Nor is it unreasonable to suppose that a violation of the assumption of costless and frictionless hedging produces a bias towards frequent near-zero and rare extreme outcomes. If you will, there is some “grey noise” on top of the dominant Gaussian white noise.

None of this would be controversial to the vast majority of market participants. But they’re a different crowd to an academic statistician!

However, here’s a simple mechanism for you. You only have to accept the existence of “greed” and “fear” as distinct emotional states that influence human behaviour in markets.

Then take a long-run series of eg equity market returns, as the archetypal risk asset. Run a two-state Hidden Markov Model on these returns. The outputs will suggest one state with, say, a 70% probability of mean +3% a month with a Gaussian stdev of 4%. Versus a rarer 30% frequency of -5% +/-8%. The analogy with “greed” and “fear” or “calm” and “chaos” are hopefully obvious.

These in aggregate will have a mu and sigma of 7% and 19% per annum respectively, in line with the market’s historical record. Both components are perfectly Gaussian. However, the combination of the two will have left-skew and positive kurtosis, exactly like market history.

You simply have to believe there is more than one “regime” that can drive markets at any point in time. Accept that, and the higher moments will naturally follow.

→ Dataset items:
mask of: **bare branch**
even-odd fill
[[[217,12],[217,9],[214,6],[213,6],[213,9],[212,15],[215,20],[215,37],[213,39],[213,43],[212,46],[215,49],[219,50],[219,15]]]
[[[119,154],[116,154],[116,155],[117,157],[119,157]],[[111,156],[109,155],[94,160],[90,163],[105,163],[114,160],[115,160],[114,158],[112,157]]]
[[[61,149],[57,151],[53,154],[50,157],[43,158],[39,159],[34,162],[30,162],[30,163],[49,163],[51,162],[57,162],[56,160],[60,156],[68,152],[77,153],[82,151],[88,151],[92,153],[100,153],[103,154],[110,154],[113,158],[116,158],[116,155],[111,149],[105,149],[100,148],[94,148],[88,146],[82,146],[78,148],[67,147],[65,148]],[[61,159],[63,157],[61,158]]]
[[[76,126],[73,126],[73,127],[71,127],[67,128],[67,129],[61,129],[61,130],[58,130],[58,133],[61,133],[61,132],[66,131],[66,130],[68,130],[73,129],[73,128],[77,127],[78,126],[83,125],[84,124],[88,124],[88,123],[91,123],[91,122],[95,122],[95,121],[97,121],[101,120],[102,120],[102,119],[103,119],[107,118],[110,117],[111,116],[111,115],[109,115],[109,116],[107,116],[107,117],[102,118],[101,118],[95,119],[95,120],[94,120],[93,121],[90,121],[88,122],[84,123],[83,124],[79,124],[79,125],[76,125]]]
--
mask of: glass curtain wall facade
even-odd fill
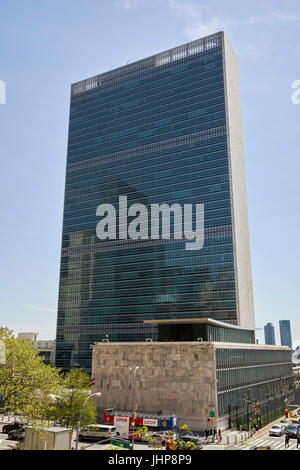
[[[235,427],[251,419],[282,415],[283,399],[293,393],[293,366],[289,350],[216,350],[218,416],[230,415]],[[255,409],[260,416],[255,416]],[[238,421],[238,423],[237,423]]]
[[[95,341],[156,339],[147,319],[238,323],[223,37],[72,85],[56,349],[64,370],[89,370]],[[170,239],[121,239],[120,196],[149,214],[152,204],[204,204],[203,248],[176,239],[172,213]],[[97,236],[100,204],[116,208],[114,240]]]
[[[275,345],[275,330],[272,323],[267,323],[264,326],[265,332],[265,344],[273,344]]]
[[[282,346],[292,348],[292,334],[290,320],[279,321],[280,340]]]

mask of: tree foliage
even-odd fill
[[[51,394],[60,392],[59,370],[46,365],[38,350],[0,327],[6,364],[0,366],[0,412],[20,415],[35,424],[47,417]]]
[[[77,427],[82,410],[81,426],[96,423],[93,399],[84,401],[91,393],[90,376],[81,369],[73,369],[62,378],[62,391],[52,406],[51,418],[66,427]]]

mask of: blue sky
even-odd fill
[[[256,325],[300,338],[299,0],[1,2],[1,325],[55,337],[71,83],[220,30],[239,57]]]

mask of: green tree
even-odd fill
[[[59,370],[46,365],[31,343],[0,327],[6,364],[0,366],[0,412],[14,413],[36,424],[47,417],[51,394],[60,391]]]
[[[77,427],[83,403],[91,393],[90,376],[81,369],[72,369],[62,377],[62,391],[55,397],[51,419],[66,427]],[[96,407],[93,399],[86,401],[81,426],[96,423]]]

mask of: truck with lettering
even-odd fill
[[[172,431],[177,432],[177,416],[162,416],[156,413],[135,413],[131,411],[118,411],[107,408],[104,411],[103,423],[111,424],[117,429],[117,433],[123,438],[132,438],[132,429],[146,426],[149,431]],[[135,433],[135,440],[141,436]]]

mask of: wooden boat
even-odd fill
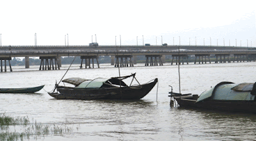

→ Aim 1:
Transcribe the passage on market regimes from "You simply have" up to and including "will naturally follow.".
→ Aim 2:
Show each line of the entries that contains the word "mask".
These entries have no connection to the passage on market regimes.

→ Full answer 1:
You simply have to believe there is more than one “regime” that can drive markets at any point in time. Accept that, and the higher moments will naturally follow.

→ Full answer 2:
mask of: **bare branch**
mask of: glass curtain wall facade
mask of: tree foliage
mask of: blue sky
mask of: green tree
mask of: truck with lettering
mask of: wooden boat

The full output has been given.